BRIEF: Retype the material below word for word, leaving out the pictures.

DATA TO PROCESS:
====================
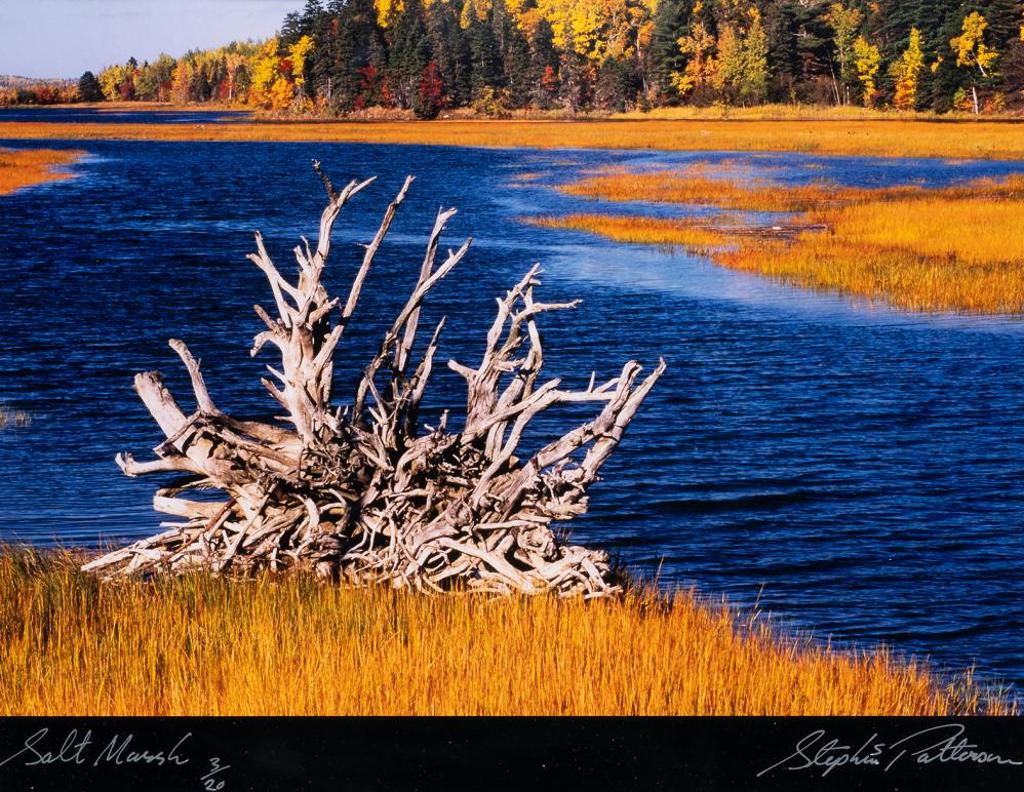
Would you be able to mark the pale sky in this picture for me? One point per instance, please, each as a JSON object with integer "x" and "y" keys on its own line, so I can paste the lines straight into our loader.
{"x": 62, "y": 38}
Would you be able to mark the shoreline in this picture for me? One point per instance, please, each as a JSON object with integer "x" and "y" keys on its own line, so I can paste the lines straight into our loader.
{"x": 22, "y": 168}
{"x": 201, "y": 644}
{"x": 990, "y": 139}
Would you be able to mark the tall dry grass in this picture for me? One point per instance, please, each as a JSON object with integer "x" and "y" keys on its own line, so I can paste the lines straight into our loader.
{"x": 19, "y": 168}
{"x": 889, "y": 137}
{"x": 207, "y": 645}
{"x": 954, "y": 249}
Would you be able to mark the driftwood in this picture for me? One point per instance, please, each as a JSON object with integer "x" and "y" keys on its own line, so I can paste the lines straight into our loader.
{"x": 365, "y": 493}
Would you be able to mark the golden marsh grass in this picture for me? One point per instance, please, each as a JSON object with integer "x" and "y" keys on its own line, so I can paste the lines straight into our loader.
{"x": 207, "y": 645}
{"x": 867, "y": 137}
{"x": 19, "y": 168}
{"x": 954, "y": 249}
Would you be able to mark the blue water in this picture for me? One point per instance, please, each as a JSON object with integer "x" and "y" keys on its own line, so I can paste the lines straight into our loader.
{"x": 73, "y": 115}
{"x": 857, "y": 468}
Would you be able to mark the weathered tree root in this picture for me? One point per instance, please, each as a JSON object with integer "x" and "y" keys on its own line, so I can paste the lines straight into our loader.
{"x": 364, "y": 494}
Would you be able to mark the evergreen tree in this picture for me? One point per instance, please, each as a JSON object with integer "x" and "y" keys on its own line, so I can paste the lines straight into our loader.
{"x": 452, "y": 53}
{"x": 409, "y": 53}
{"x": 671, "y": 22}
{"x": 486, "y": 68}
{"x": 519, "y": 74}
{"x": 88, "y": 88}
{"x": 355, "y": 39}
{"x": 545, "y": 64}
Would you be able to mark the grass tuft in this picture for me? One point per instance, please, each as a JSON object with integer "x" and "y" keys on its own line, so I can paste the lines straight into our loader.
{"x": 854, "y": 136}
{"x": 203, "y": 645}
{"x": 953, "y": 249}
{"x": 20, "y": 168}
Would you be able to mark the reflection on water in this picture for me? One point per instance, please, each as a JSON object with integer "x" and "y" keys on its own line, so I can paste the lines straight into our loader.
====================
EXERCISE SOLUTION:
Would you be able to mark the pale sky in this picture for me? One point per instance, please, each as a JSON object with integer "x" and "y" keys on its own line, so I can paste the lines straight into our loader.
{"x": 62, "y": 38}
Would you be able to mark the shoreline in this picture for me? One point per instance, please, each as a JSON object with integer "x" and "y" keys on its own line, so I can paste the lines straight into our loader.
{"x": 22, "y": 168}
{"x": 201, "y": 644}
{"x": 990, "y": 139}
Would you be able to mark the tall dry grass in this picture for me? One point per instance, please, each as a JSON object with integer "x" and "y" keys on its own line, so I can paste the lines straight into our loader.
{"x": 19, "y": 168}
{"x": 889, "y": 137}
{"x": 207, "y": 645}
{"x": 954, "y": 249}
Would you be able to mark the driftwood in this picture for me? One point per instance, please, each as a JSON object with integer "x" and "y" keys on its own line, so I can paste the lines straight into our loader.
{"x": 365, "y": 493}
Would you be able to mark the golden marsh grass in this picture for me? One point per instance, please, each as a JSON object with integer "x" and "y" keys on its own line, so I can paste the lines straight into our loader.
{"x": 207, "y": 645}
{"x": 867, "y": 137}
{"x": 19, "y": 168}
{"x": 954, "y": 249}
Would you be able to mark the blue water in this picture for me? One point per instance, please, each as a JSON object with integer "x" and "y" keys on its own line, so I can paste the lines straight into our loader.
{"x": 73, "y": 115}
{"x": 857, "y": 468}
Would you be able to mark the weathered tree root in this picture for me? One point per instance, please, each as a JSON object with integer "x" and "y" keys on its own line, so I can paste the lines straight into our loader.
{"x": 364, "y": 494}
Would you be able to mark the evergreen tree in this picture for me? One point per instance, please, each as a JSON object with integer "x" and "y" keys on its own line, so I can paste the lines straight into our loader.
{"x": 452, "y": 53}
{"x": 409, "y": 53}
{"x": 671, "y": 22}
{"x": 486, "y": 68}
{"x": 519, "y": 74}
{"x": 88, "y": 88}
{"x": 355, "y": 39}
{"x": 545, "y": 64}
Would you be able to mark the grass tuft in this picture for me? One point per instance, please, each as a JSON object with integer "x" and "y" keys on its own line, so I can paste the lines straight into our loader.
{"x": 854, "y": 136}
{"x": 203, "y": 645}
{"x": 953, "y": 249}
{"x": 20, "y": 168}
Would you be able to mark the reflection on water in this picture for me? One point per instance, please, each as a JSON object with integer "x" and "y" keys on its own line, so I can paste the lines straight into our loader.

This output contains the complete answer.